- TASK OBJECTIVE: Reproduce word for word the lines in the records below, from the line containing "the chrome grille" up to and including the line containing "106 186 150 306".

──────── TASK INPUTS ────────

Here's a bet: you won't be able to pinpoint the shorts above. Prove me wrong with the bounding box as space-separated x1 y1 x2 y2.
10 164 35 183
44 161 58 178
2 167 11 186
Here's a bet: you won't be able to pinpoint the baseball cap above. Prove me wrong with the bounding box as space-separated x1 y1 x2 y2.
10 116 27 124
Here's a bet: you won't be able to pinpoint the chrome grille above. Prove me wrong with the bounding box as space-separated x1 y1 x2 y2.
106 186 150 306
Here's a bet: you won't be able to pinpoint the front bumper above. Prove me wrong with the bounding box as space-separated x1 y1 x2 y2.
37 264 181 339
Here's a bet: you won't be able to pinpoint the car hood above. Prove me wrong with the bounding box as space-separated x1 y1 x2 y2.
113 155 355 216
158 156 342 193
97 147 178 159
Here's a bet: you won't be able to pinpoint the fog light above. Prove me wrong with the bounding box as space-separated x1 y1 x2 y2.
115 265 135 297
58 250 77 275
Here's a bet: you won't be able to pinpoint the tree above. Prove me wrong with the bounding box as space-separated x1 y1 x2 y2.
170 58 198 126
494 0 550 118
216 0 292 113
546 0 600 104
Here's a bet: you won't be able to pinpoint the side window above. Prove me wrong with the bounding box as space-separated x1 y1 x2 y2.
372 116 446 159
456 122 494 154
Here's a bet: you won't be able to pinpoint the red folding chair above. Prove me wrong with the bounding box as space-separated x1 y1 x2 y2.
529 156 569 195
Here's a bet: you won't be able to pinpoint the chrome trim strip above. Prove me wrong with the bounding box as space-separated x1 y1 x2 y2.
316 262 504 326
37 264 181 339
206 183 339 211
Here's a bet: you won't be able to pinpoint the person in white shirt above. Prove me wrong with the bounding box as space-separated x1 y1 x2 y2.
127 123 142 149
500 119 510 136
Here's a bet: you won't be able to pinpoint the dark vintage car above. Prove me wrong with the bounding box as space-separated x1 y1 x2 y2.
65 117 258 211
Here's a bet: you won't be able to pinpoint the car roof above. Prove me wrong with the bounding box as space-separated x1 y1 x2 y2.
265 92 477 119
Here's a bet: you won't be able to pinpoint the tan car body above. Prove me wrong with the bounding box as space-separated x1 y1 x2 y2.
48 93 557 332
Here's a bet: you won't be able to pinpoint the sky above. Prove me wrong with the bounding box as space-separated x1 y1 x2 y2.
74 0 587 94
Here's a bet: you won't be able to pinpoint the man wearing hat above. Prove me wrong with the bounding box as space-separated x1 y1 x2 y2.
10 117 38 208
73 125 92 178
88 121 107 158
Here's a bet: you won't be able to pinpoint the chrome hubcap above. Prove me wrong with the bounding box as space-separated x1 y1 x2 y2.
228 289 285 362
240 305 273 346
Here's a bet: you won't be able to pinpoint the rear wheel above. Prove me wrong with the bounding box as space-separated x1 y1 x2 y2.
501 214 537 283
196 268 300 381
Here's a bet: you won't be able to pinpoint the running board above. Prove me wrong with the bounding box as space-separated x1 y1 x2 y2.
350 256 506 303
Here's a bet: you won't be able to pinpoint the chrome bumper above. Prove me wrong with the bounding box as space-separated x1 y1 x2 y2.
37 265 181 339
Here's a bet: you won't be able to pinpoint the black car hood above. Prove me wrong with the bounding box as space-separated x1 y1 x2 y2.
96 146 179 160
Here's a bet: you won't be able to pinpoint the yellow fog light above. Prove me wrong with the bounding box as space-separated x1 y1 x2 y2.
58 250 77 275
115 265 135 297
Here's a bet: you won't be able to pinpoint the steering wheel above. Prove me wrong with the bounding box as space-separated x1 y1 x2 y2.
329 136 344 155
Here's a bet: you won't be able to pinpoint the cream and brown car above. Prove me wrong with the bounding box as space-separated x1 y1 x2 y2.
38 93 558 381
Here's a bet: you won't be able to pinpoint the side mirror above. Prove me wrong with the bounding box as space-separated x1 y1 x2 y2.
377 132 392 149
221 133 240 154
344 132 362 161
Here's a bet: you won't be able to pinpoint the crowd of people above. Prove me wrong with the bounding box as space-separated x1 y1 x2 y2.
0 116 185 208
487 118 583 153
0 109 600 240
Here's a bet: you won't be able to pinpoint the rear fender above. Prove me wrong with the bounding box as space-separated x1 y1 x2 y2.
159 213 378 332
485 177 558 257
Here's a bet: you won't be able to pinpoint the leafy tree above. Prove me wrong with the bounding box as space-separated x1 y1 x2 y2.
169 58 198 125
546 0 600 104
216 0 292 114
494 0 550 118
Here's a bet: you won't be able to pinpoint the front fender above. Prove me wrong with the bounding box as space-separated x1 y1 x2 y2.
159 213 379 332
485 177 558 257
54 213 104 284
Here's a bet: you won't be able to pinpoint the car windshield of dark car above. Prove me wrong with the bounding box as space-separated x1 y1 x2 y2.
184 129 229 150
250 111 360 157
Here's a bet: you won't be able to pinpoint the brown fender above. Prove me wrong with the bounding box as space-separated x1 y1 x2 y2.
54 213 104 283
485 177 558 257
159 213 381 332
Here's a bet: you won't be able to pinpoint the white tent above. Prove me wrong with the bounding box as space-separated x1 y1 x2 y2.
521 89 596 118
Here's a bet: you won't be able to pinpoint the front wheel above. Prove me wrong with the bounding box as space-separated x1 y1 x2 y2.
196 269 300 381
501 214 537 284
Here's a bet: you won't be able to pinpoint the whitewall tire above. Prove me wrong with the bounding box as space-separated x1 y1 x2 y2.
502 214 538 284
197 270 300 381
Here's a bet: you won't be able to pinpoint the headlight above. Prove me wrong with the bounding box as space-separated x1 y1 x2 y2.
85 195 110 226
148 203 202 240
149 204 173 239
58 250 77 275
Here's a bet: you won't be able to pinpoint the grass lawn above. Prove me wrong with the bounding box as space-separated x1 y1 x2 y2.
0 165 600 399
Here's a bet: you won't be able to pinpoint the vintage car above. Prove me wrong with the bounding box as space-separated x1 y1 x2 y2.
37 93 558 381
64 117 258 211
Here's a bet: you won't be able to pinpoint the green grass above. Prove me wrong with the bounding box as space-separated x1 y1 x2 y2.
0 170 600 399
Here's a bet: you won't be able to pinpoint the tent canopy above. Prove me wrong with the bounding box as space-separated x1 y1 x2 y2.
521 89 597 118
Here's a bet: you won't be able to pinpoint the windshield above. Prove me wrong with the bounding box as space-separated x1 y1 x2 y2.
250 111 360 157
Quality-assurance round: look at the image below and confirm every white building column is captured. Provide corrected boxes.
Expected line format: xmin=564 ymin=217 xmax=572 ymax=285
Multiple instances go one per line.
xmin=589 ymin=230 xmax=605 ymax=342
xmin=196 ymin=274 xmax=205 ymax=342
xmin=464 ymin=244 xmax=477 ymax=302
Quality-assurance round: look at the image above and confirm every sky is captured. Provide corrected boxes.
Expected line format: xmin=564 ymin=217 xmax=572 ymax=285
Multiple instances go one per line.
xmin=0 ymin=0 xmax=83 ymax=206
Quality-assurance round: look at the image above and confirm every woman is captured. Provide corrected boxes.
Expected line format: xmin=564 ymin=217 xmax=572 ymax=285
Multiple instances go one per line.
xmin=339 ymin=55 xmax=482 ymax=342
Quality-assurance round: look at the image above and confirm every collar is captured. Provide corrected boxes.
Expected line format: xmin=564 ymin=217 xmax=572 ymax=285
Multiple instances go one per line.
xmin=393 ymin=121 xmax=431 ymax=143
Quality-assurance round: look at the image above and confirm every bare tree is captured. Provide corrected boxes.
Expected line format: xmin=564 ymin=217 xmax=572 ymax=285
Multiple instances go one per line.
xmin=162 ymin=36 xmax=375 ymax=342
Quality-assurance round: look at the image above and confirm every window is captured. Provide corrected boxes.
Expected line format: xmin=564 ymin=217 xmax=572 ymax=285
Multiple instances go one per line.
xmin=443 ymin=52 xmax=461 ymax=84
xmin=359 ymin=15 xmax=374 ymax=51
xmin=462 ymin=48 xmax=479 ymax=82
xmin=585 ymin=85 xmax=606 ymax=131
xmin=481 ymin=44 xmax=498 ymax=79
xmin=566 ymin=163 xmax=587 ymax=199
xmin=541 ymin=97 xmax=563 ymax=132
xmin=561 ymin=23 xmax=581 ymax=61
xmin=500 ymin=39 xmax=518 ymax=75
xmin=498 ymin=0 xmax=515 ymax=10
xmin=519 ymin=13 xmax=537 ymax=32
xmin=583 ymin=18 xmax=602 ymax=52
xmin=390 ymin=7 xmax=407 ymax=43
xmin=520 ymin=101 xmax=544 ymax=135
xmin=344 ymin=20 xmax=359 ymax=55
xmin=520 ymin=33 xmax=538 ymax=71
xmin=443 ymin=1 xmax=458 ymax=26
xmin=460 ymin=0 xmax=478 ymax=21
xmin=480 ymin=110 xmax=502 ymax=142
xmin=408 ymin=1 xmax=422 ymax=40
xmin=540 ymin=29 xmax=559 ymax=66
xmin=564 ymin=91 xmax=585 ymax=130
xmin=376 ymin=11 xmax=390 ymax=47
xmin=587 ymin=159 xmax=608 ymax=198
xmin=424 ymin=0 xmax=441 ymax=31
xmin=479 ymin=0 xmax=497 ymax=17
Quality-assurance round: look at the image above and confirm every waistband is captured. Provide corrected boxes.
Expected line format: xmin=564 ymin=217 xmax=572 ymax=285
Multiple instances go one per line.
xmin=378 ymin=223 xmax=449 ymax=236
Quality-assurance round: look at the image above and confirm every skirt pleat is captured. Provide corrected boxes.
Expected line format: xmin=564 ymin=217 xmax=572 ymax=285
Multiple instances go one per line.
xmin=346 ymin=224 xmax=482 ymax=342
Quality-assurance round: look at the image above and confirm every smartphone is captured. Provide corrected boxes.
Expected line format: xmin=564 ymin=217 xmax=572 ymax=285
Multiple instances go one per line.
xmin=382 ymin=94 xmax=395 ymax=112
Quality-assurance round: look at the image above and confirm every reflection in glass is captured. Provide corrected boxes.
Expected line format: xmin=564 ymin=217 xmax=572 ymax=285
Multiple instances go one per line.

────────

- OUTPUT OF THE EXERCISE:
Here's a bet: you won't be able to pinpoint the chrome grille above. Prove me wrong with the bounding box as space-separated x1 y1 x2 y2.
106 186 150 306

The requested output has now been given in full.